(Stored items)
|---|

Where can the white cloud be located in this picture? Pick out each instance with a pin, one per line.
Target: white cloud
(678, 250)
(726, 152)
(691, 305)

|---|

Convert the records into a two-column CSV with the headers "request" and "answer", giving one row per request. Put each request's text and its answer in a single quoted field, with line breaks replaced by spaces.

request,answer
"Where can the white cloud be located in this picture? Pick out each instance with a pin, one per line. Target: white cloud","(678, 250) (726, 152) (691, 305)"